SOURCE EXTRACT:
============================================================
No, I didn't forget about inflation.


You're right, my mistake. The OP just stated same sale price. I should have said that many people forget to account for inflation.
I know when we were shopping, seeing the same sale prices makes you think we're in the same run up, but after taking inflation into account, you realize its not so bad (and dang! those prices were insane back then!!!).
 
Originally Posted By: oilpsi2high

When these houses sell, that house is then going to be taxed at the sale price in terms of market value. Do people not know this? A house that has a $ 4,000 tax bill now will be $ 6,000 and beyond in the next year, and it can take 18+ months to complete an appeal.

Hope these people have some wiggle room in their budgets.

End rant.

Not true

I bought my house in 2012 for $150k

Tax assessed value was 60k, and is still 60k.
 
Its all just fake money, the whole economy is fake money, what people think they are worth is fake too.
The Federal debt is fake, the pension funds are fake, Wall Street is fake.
The only thing that is real is solid investments, like gold etc.

So, when will it crash? No one ever knows, it will crash, when there is a lack of faith, when there is a lack of faith in the financial markets, then everything will crash, simply because nothing real is holding it up.

Remember a country called Greece?
The people of Greece, lived it up, like we are but then it all came tumbling down, Greece will be in a state of nothing for a generation or two. Sooner or later, you need to pay things back.
============================================================
RECORDS TO USE:
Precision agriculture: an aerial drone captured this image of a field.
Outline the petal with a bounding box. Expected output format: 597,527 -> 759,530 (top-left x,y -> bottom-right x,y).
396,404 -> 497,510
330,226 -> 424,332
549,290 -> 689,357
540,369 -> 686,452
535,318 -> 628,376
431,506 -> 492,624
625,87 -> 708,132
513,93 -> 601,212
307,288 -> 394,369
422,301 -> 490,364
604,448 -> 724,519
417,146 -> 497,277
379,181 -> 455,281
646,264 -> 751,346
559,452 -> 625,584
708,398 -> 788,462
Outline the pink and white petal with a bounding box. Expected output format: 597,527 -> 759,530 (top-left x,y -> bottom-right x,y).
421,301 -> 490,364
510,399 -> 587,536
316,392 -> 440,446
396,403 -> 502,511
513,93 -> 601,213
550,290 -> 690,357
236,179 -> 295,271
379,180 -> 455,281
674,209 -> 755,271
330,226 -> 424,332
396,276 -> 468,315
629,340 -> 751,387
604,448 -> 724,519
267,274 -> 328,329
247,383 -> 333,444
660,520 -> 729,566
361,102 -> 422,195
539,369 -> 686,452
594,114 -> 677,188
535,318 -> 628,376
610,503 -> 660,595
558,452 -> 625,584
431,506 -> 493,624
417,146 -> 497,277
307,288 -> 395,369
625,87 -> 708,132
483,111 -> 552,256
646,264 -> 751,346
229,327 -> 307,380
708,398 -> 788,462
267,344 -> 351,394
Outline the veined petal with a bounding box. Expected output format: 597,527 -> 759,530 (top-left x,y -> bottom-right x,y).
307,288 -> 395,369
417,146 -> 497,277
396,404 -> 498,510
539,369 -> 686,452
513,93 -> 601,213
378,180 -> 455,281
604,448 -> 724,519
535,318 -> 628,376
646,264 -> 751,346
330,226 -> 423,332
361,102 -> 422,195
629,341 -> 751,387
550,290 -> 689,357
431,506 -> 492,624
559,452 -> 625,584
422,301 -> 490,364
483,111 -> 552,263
============================================================
SET OF TASKS:
1 > How many lines of the entries contain the string "bounding"? Treat case as significant and give only the number.
2 > Write what comes next in the forum discussion of home prices, inflation, and property taxes, starting after its final sentence.
The forum text and the entries have nothing to do with each other.

RESPONSES:
1 > 3

2 >
How many people here have EVER looked at the NATIONAL DEBT CLOCK?? Its also in Times Square NY.
Why dont people try to save future generations from living in the streets and vote for people who will STOP borrowing money.

Wake yourselves up, HERE IS THE REAL USA DEBT CLOCK - CLICK

Its not just the government, just look at "We The People" .. all we do is BORROW from other people (banks) to buy toys we are too immature to save for. We enslave ourselves for a lifetime to corporations ... think about it, if we stopped borrowing money to buy toys that we are to immature to save for, the whole world would stop because there is nothing real but debt to pay back, so we now are BORROWING MONEY TO PAY THE DEBT WE ARE TO IMMATURE TO PAY BACK ON TOP OF ALL THE TOYS WE ARE BUYING AND TO IMMATURE TO SAVE FOR.

So to answer the question of when will things crash, they will crash once people realize there is nothing but debt and they own nothing but loans and their 401K plans are fake because they have NO MONEY in them, only fake assumptions of what the companies they are invested in are worth on a daily basis which could be nothing tomorrow if the investors think the companies are worthless..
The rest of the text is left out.